-- begin TEXT --

But the cultural implications of the uptime of a business site are a bit different. When the website is offline, it is equal to a brick-and-mortar shop being closed, so customers can't get in and spend their money there. Disaster? Yes, for those who cannot accept the fact that this happens sometimes. In fact, it happens to everyone, including your competitors. I would understand if you find it arrogant and even cynical that someone running a successful web hosting company claims it’s no big drama if your website goes offline for a minute or five. And obviously, I can’t guarantee such a situation would be drama-free. So instead of promising you the impossible, I will share with you the drama-free ways to cope with this when it happens:
If your business experiences an unexpected closure for an hour, out of 176 working hours for the month, and this is enough to change your financial result from positive to negative, then the one-hour outage is definitely not the biggest problem your business has. Instead, you can consider these matters:
The perspective of your loyal customers. If the customers who were not able to enter your shop during that hour refuse to wait and go to buy from your competitor instead, this means that those customers were not loyal customers to begin with. Loyal customers will check again in an hour or a day, but will not betray you, as they don't want to compromise on quality. I know that my statement cannot cover all cases of every business; no one would wait for a restaurant to reopen during a lunch break… but still, they’d likely go back to the restaurant another day for another meal. But generally speaking, it is illogical for a loyal customer to withdraw their business. I would not buy a pink T-shirt simply because the blue T-shirt shop is temporarily closed - because I need a blue T-shirt. As the blue T-shirt shop, you can rest easy with confidence in your product.
The financial stability of your business. If you have not yet achieved financial stability and good balance, then everything is to blame: the five second power outage, the rainy weather, all of your vendors, and your own customers, too. A business should generate profit at healthy levels. Next time, before you blame someone else for pausing your business for 15 minutes and thereby ruining it, think about why the remaining 43185 minutes during the month were not enough to make up for this minor lapse that shouldn’t mean anything.
Many people are so terrified by the perspective of failing that they always have an excuse lined up. Whenever a business owner interprets an event as a potential excuse, their reaction is severe. Cut the connectivity of a group of business owners and watch their reactions towards their providers. Then you will know whose business will last and whose will fail. Mark these words - I sign my name to them.
I pay $80,000 per month to my colocation providers for their service, and I hope for 100% uptime. But should something unexpected happen on their side and my corporate site stops for hours, or for a day, I will roll with the punches as it will not affect my profit much - if at all. And no, I was not born with this attitude. In fact, ten years ago such a situation would've driven me out of my mind. But experience has taught me better.
So while I am not able to promise an eternal uptime, I can say that we do and will always do our best to keep all servers up and running, not by compromising with anything in anyway, but by careful planning of every detail and staying forever vigilant. Whenever something happens to be down, we give our utmost effort to get it back up as soon as possible. If you still want numbers instead of empty words, here’s a number for you: we give 100% effort, 100% of the time, to keep all websites up, and our own corporate site is always in the same boat as the websites of our customers - so you know we care.

-- end TEXT --

→ **TASKS TO COMPLETE**
1 - According to the uptime text, how much does the author pay each month to colocation providers?
2 - From the records, reproduce verbatim every line from the one containing "Please annotate the tree in" through the one containing "<point>24,78</point>", including both of those lines.

-- begin DATA SECTION --

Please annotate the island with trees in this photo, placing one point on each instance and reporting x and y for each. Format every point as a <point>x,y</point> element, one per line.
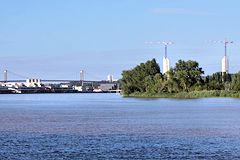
<point>185,80</point>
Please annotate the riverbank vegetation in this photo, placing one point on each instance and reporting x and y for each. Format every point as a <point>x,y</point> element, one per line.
<point>184,80</point>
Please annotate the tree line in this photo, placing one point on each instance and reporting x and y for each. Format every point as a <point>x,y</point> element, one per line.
<point>185,76</point>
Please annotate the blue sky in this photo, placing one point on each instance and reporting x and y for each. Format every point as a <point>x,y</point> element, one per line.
<point>55,39</point>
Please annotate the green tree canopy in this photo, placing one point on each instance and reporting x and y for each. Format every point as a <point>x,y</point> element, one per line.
<point>135,80</point>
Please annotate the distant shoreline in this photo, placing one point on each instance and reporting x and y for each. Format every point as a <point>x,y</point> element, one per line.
<point>188,95</point>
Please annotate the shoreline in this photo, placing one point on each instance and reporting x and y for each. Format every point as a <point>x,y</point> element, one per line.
<point>188,95</point>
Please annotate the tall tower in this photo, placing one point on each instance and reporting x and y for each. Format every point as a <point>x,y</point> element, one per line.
<point>225,62</point>
<point>166,61</point>
<point>82,76</point>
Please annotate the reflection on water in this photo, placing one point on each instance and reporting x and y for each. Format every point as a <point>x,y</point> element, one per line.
<point>107,126</point>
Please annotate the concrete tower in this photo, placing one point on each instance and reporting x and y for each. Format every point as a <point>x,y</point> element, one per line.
<point>166,65</point>
<point>166,61</point>
<point>225,65</point>
<point>225,62</point>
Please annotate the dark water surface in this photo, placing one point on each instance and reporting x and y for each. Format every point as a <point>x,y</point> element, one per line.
<point>107,126</point>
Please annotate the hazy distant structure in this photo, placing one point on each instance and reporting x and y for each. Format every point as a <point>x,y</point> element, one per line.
<point>5,76</point>
<point>225,62</point>
<point>82,76</point>
<point>110,78</point>
<point>33,83</point>
<point>166,61</point>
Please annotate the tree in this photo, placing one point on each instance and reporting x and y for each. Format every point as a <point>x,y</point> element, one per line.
<point>139,78</point>
<point>188,73</point>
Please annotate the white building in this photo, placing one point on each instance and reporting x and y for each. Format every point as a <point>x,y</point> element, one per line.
<point>225,65</point>
<point>166,65</point>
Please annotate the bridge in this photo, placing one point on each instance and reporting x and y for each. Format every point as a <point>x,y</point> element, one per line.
<point>24,78</point>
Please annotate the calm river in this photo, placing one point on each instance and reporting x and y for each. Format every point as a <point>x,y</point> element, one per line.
<point>107,126</point>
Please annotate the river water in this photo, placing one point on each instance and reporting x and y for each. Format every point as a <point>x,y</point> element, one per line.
<point>107,126</point>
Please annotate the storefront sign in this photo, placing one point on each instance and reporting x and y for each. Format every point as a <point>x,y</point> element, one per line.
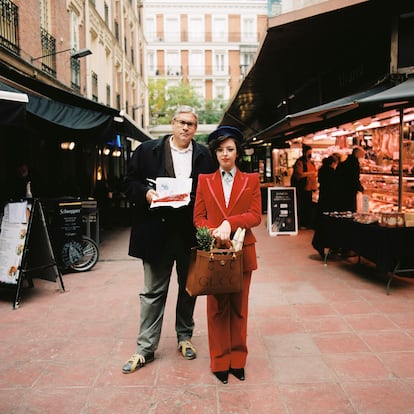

-- end DATA SECTION --

→ **ANSWERS IN ORDER**
1 - $80,000 per month.

2 -
Please annotate the tree in this photo, placing one point on each instance and reporting x and y for each. Format every point as a <point>x,y</point> element, one per line.
<point>139,78</point>
<point>188,73</point>
Please annotate the white building in this photo, placing one point on each instance and reporting x and y for each. Format every point as a <point>x,y</point> element, one per line.
<point>225,65</point>
<point>166,65</point>
Please annotate the bridge in this photo, placing one point on each instance and reporting x and y for each. Format every point as a <point>x,y</point> element, one per line.
<point>24,78</point>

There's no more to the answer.